- CONSIGNE
Mettez toutes les lignes des items ci-dessous dans une liste JSON de chaînes, une chaîne par ligne, en omettant les lignes vides. N'incluez pas les images dans la réponse.

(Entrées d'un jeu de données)
##########

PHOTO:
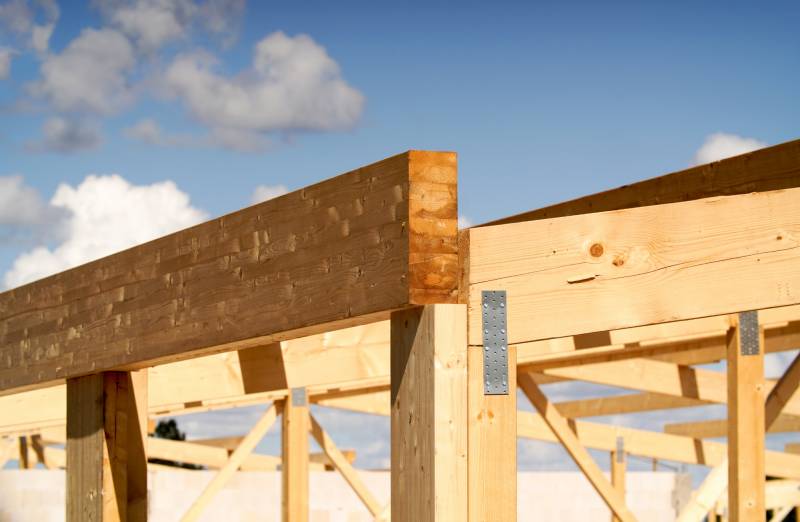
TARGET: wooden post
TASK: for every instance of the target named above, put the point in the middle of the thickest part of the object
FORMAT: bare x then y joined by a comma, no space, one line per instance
746,419
618,468
294,441
429,414
104,465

##########

- RÉSULTAT
[
  "PHOTO:",
  "TARGET: wooden post",
  "TASK: for every instance of the target named above, put the point in the middle of the thickest part of the object",
  "FORMAT: bare x then y joined by a comma, no space, one line per instance",
  "746,419",
  "618,468",
  "294,441",
  "429,414",
  "104,465"
]